*Source*

The Alps come from the meeting of two converging tectonic plates, the African and the European, the latter passing under the other causing it to rise and deform. This phenomenon of plates coming together, called subduction, begins around the middle of the Cretaceous (around -100 Ma) and corresponds to the disappearance of the Alpine ocean which existed between the two continents.
The opening of the Atlantic Ocean continues and the continents collide. The subalpine ranges emerge from the water around -30 Ma. The Mont-Blanc massif then approaches that of the Aiguilles Rouges. The Alpine domain was increasingly compressed in the Oligocene (around -28 Ma) and a slow sinking of the earth's crust took place.
The subalpine mountains reached their current altitude around fifteen million years ago. Between approximately -6 and -3 Ma, the Jura folds and gains height as do the massifs of Mont-Blanc and the Aiguilles Rouges.
Magmatic intrusive rocks are formed by partial melting of the crust (granitic magma) and the deeper crust as well as the underlying upper mantle (gabbroitic magma). If the cooling takes place deep below the earth's surface, the rock is called plutonic.

*Instruction a*
Answer these questions about the passage on the formation of the Alps:
(i) What is the coming together of plates called?
(ii) Around when did the subalpine ranges emerge from the water?
(iii) What is intrusive rock called when it cools deep below the earth's surface?
The rows below have no connection to the passage on the formation of the Alps.

(Rows from a data source)
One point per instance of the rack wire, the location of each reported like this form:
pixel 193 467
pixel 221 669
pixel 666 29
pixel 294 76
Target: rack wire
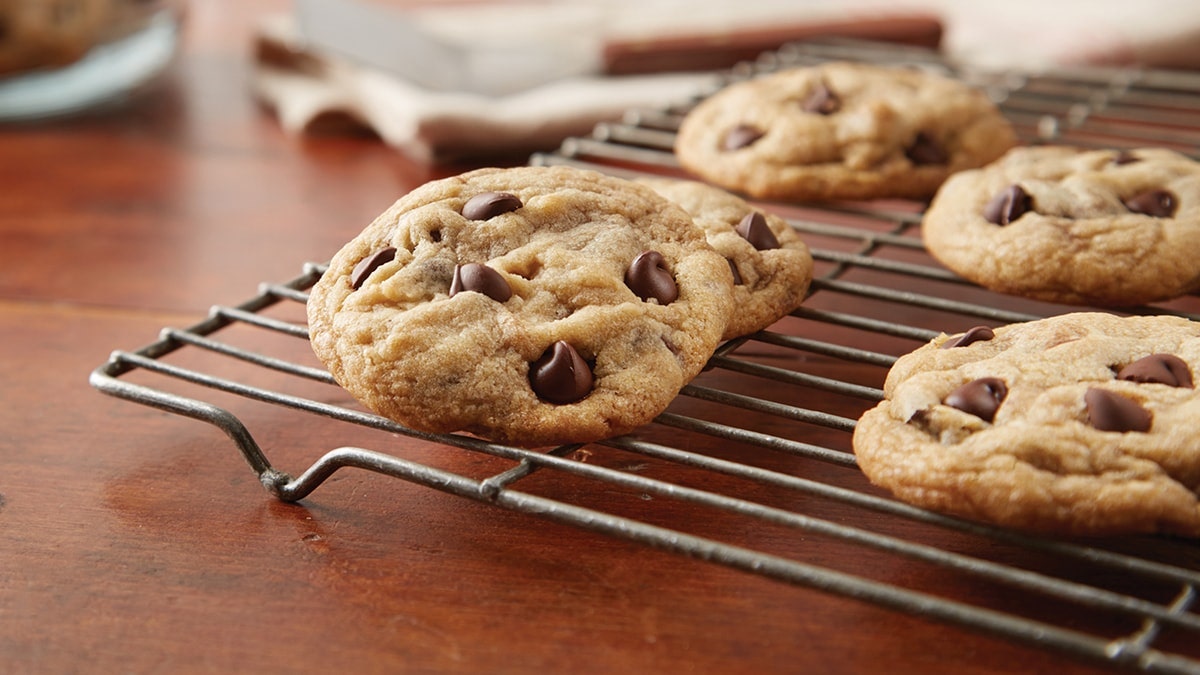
pixel 777 479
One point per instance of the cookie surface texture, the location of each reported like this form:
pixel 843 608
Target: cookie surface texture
pixel 773 264
pixel 841 131
pixel 1078 424
pixel 1065 225
pixel 502 303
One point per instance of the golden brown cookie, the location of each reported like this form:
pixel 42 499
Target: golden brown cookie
pixel 841 131
pixel 1080 424
pixel 1067 225
pixel 534 305
pixel 772 266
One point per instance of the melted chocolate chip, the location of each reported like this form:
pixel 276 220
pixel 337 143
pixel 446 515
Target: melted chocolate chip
pixel 561 375
pixel 1158 369
pixel 480 279
pixel 822 101
pixel 981 398
pixel 1125 157
pixel 741 136
pixel 490 204
pixel 1158 203
pixel 371 263
pixel 649 276
pixel 1012 203
pixel 754 228
pixel 737 275
pixel 1108 411
pixel 977 334
pixel 925 150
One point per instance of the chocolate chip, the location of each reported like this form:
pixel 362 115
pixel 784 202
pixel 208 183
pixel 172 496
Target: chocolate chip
pixel 741 136
pixel 981 398
pixel 1158 369
pixel 822 101
pixel 490 204
pixel 1108 411
pixel 480 279
pixel 1158 203
pixel 977 334
pixel 561 375
pixel 649 276
pixel 925 150
pixel 371 263
pixel 737 275
pixel 1012 203
pixel 1125 157
pixel 754 228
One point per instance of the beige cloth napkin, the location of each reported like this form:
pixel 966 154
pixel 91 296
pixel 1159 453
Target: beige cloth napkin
pixel 306 87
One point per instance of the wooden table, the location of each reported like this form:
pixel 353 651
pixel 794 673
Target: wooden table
pixel 135 541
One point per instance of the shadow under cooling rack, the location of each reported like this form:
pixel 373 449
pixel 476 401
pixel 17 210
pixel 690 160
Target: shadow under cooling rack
pixel 775 490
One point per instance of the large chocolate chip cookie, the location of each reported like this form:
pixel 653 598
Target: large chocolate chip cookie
pixel 534 305
pixel 1067 225
pixel 1081 424
pixel 841 131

*Instruction b*
Swap "cooling rack" for "baking rack" in the rows, from the line containing "One point per instance of the wooden" through the end of the rows. Write out only those lines, with nothing else altered.

*Full solution a*
(i) Subduction
(ii) Around -30 Ma
(iii) Plutonic

*Full solution b*
One point per instance of the wooden table, the location of each reported like this form:
pixel 353 651
pixel 794 673
Target: wooden table
pixel 135 541
One point per instance of the shadow under baking rack, the location of each reported like this form:
pixel 373 449
pixel 476 401
pixel 17 210
pixel 690 160
Target: shadow under baking rack
pixel 775 490
One point per instance of the large chocolate chip cookie, the location of each reported like this form:
pixel 653 598
Target: large chocolate chip cookie
pixel 534 305
pixel 1067 225
pixel 1081 424
pixel 841 131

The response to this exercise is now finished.